* **Passage shown**
►

Chorus of Populace, King's Bodyguard, Out-of-Work Judges, Flunkeys and Ballroom Guests.

==Musical numbers==
Act I
- No. 1 – "Ding dong! Ding dong!" (Chorus)
- No. 1a – "As labial embracing is absurd" (Helvanoise and Chorus)
- No. 2 – "A Matter of Negotiation" (Iris and Ladies-in-Waiting)
- No. 3 – "If Only" (Cynthia and Charmis)
- No. 4 – "Kiss and Never Tell" (Cynthia and Charmis)
- No. 5 – "All hail King Paul" (Chorus)
- No. 6 – "I'm very sorry" (King Paul, Caroline, Chorus)
- No. 7 – "Have you heard of Ananias?" (King Paul, Rolandyl)
- No. 8 – "Love of my life" (Charmis)
- No. 9 – "There are not enough kings to go round" (Ladies-in-Waiting)
- No. 10 – "A Lesson in Manners" (Rolandyl, Helvanoise, Iris)
- No. 11 – "So drear the day! So long the way!" (Cynthia, Iris, Charmis, Helvanoise)
- No. 12 – "There is obviously something most important in the air" (Chorus):
  - "From across the main" (Helvanoise and Chorus)
  - "High and Mighty Judges" (Out-of-Work Judges)
  - "Utopia" (King Utops)
- No. 13 – Act 1 Finale: "In the name of the Law!" (Ensemble)

Act II
- No. 14 – "We are creme de la creme lady-killers" (Mandamus and Flunkeys)
- No. 15 – "You've got to guard the King's highway" (Charmis and Flunkeys)
- No. 16 – "You'll never call in vain" (Cynthia and Charmis)
- No. 17 – "Six little hearts" (Helvanoise and Ladies-in-Waiting)
- No. 18 – "Music and Mirth" (Chorus)
- No. 19 – "Since the world began" (Iris and Chorus)
- No. 20 – "High Jinks" (Rolandyl and Iris)
- No. 21 – "The only thing a girl can do" (Charmis, Utops and Cynthia)
- No. 22 – "Come and buy" (Rolandyl and Chorus)
- No. 23 – "You must have a license for that" (Rolandyl and Chorus)
- No. 24 – "My King can do no wrong" (Cynthia)
- No. 25 – Act 2 Finale (does not appear in the libretto)

Additional songs
- "I'm one of the boys" (Utops)
- "Misunderstood" (Rolandyl and Chorus)
- "A Girl I could love forever" (Helvanoise and Ladies-in-Waiting)
- "We're as jolly as jolly well can be" (participants not identified)

◄

* **Actions to take**
A) In the musical numbers list, what sets No. 25 apart from the other numbered entries in Act II?
B) In the musical numbers list, who performs "Love of my life"?
C) Copy the musical numbers list between "- No. 25 – Act" and "(participants not identified)", inclusive, renaming "Ladies-in-Waiting" to "Court Ladies".

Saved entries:
►

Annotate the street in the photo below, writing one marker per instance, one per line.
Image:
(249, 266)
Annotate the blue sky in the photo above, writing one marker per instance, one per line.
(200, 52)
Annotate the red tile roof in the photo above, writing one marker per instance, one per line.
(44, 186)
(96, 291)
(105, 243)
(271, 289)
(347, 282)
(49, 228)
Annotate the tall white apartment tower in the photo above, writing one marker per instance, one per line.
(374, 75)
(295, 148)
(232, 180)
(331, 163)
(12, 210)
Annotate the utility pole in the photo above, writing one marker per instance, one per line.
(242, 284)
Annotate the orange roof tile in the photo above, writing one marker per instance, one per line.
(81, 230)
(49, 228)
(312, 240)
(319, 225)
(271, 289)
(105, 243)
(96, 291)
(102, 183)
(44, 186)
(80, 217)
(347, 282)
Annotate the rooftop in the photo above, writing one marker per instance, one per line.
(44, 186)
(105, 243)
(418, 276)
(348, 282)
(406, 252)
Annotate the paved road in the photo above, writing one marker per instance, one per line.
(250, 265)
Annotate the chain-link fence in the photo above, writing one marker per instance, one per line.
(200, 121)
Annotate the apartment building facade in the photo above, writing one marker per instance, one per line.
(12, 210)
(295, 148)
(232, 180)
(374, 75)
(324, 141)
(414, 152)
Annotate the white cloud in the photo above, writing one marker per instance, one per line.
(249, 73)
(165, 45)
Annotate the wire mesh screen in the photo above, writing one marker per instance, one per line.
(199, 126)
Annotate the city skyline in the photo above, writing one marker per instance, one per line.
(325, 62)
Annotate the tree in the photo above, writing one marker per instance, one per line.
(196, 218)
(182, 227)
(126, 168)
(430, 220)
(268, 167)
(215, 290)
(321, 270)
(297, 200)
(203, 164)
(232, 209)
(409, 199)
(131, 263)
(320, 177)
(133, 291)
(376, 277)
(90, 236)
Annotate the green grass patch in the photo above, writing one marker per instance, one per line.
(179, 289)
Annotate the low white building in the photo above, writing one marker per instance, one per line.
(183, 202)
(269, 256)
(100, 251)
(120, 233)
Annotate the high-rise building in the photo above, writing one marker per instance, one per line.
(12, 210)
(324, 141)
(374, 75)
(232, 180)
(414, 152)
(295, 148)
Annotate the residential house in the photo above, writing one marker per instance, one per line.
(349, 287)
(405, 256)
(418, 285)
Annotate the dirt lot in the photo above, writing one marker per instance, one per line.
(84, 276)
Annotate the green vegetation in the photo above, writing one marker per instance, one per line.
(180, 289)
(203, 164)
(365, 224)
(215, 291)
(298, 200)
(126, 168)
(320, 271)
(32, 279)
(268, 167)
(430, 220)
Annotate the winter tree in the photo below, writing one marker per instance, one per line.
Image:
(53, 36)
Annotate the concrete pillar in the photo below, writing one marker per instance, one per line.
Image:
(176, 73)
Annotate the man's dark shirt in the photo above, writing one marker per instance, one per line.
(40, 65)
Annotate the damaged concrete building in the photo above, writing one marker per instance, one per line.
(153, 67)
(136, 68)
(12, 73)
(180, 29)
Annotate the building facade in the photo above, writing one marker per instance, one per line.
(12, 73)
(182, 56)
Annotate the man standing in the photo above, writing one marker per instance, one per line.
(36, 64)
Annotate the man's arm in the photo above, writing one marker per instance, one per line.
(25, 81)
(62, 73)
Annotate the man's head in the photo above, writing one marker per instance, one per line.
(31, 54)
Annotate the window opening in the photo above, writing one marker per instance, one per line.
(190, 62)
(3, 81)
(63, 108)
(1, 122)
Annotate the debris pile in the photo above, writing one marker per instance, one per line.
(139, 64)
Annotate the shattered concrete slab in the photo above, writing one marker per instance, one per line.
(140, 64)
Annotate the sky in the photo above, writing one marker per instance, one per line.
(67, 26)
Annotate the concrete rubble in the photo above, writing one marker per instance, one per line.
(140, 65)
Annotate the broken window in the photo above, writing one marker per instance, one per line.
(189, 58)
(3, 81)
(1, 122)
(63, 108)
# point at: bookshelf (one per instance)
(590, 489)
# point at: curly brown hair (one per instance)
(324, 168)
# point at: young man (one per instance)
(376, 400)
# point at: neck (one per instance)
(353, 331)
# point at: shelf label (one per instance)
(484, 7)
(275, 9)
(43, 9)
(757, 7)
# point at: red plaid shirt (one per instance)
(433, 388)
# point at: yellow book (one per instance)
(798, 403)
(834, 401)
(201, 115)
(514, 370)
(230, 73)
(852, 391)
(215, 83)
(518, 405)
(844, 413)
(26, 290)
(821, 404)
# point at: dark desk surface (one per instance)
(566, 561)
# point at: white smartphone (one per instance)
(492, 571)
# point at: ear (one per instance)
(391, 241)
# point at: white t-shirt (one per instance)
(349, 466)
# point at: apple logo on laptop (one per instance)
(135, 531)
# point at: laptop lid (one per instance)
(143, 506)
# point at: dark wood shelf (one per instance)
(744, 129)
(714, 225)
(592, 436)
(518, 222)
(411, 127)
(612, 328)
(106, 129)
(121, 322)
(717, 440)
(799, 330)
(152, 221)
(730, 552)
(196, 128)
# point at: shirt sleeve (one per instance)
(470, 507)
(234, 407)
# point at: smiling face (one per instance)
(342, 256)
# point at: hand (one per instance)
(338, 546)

◄

* **Set of answers**
A) No. 25 is listed only as the Act 2 Finale, with no song title or performers. A note states that it does not appear in the libretto.

B) Charmis.

C)
- No. 25 – Act 2 Finale (does not appear in the libretto)

Additional songs
- "I'm one of the boys" (Utops)
- "Misunderstood" (Rolandyl and Chorus)
- "A Girl I could love forever" (Helvanoise and Court Ladies)
- "We're as jolly as jolly well can be" (participants not identified)